**EXCERPTED PASSAGE**.
++++++++

Hello, with questions
Hi everyone, I'm new here.
I'm 42 and have had issues with relating with others my whole life. I didn't date until university and not all that successfully then. Although I always had friends around at school and work, I would rarely be social with them after hours. I've always been awkward, and really quite clueless when it comes to dealing with other people.
About a decade ago, I got very depressed and got referred to a therapist whom I spent about 6 years with between individual and group therapy. She helped me greatly but never were the words Asperger's or autism mentioned. Still, I was helped enough that I was able to get into a relationship with a terrific woman whom I've now been married to for six years, and we have three year old (next week!) twins together.
Having the kids has been a huge source of stress for me, although I love them dearly, as they have changed everything, and I haven't always dealt with things well. Over the past year, I've come to realize that I probably have Asperger's. It started when my wife mentioned that our pediatrician had asked her if I was autistic. I was also a fan of The Big Bang Theory and reading about Sheldon's likely Aspergers also introduced me to the concept. Since then, I've done some of the online tests (the Wired and aspie-quiz ones) and come out positive on both.

++++++++

**SUPPLIED MATERIAL**.
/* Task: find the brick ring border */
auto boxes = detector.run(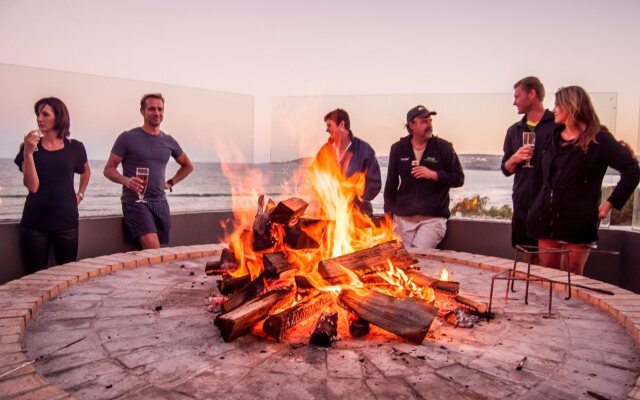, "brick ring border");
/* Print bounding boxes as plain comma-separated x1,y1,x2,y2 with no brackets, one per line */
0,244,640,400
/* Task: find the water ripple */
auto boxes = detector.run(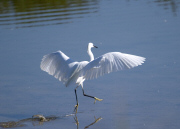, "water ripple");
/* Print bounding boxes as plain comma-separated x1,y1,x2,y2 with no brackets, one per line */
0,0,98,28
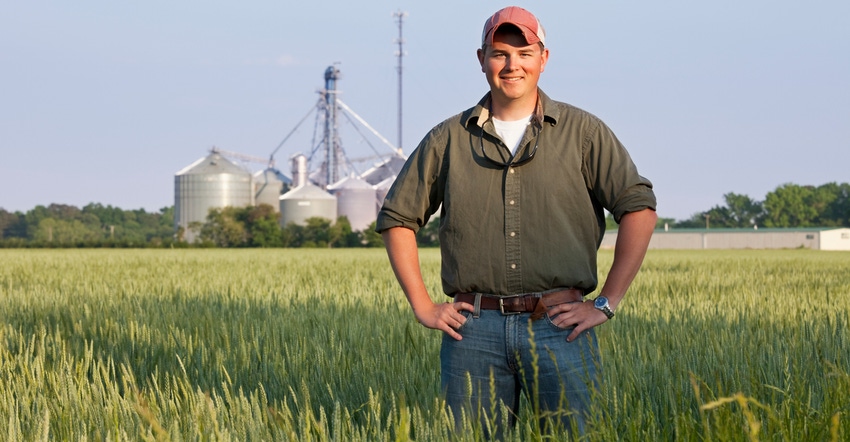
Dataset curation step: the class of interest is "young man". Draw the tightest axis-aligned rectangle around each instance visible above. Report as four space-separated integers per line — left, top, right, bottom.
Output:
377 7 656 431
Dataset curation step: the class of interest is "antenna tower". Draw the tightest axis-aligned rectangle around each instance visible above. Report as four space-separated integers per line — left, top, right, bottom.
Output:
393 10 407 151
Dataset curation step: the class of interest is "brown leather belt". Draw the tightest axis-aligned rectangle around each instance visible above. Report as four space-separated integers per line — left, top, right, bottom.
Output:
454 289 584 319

++++++++

**WHAT YOU SHOULD DO**. Please carry on the forum post about suspecting Asperger's from the point where it stops. The data above is separate from the forum post and has nothing to do with it.

**ANSWER AREA**.
I've been doing more reading about it. I'm working through "Autism from the Inside Out" now and finding huge meaning in there for me. My big question now is on my next steps. Should I simply accept my self-diagnosis and move forward with it, perhaps getting into a support group, or is their value in getting a formal diagnosis? Any thoughts are welcome, and any help appreciated.
I do have to say that I love the name of this board; I definitely feel like an alien visiting this planet sometimes.
David
Hey dwh, welcome to WP.
I too have had confusing social issues my whole life. I "knew" people around me, but never closely, and have always had problems relating to others. Etc etc.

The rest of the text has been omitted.